» Job item: Find every line in the listing below that contains the word "clicks", and copy each one. Case counts.

» Provided data:
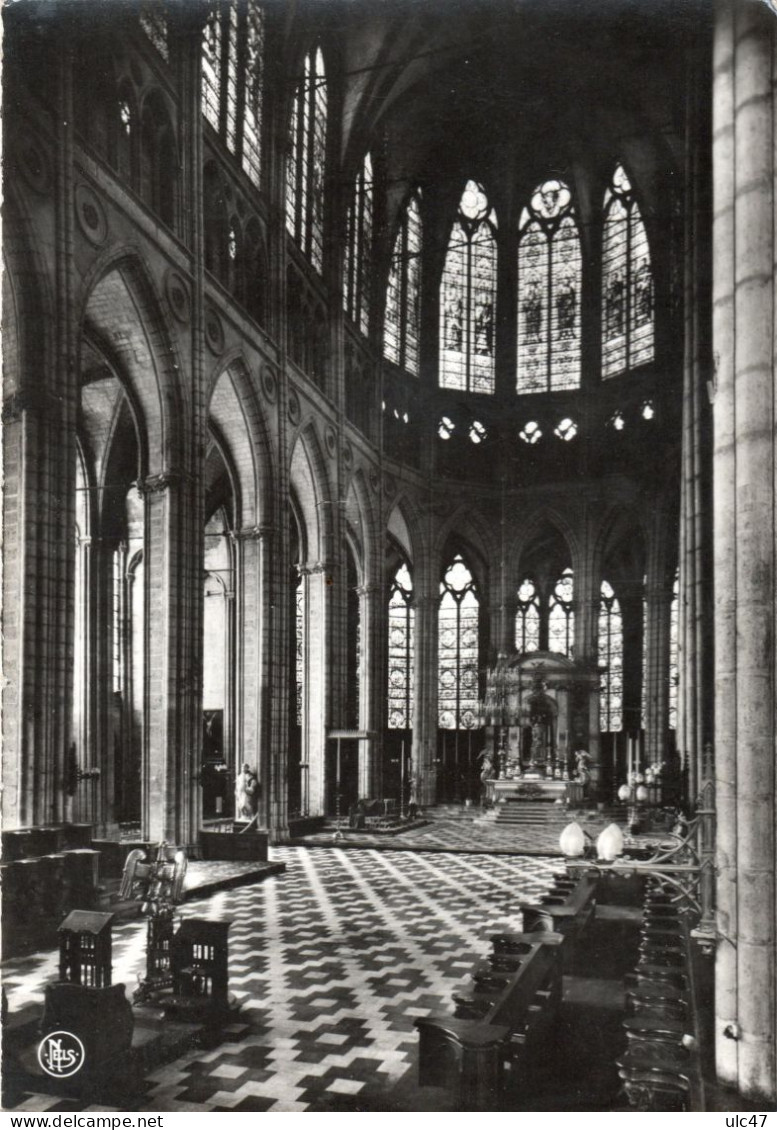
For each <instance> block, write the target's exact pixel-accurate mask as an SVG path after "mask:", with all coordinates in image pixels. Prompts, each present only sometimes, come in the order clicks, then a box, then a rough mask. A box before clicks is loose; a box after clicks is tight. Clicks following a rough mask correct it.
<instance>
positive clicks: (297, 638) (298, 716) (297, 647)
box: [294, 573, 305, 727]
mask: <svg viewBox="0 0 777 1130" xmlns="http://www.w3.org/2000/svg"><path fill="white" fill-rule="evenodd" d="M294 601H295V602H294V673H295V693H294V719H295V721H296V724H297V725H299V727H302V724H303V704H304V701H305V577H304V576H303V575H302V573H300V574H298V576H297V582H296V589H295V598H294Z"/></svg>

» Response below:
For each <instance> block, write the target's exact pixel-accurate mask as an SVG path after "mask:", with all coordinates in image pixels. Prompts, each present only sometimes, come in the order clicks, then a box, then a rough mask. A box before clicks is loose; a box after clicks is tight. Clicks following a rough mask correct it.
positive clicks: (297, 638) (298, 716) (297, 647)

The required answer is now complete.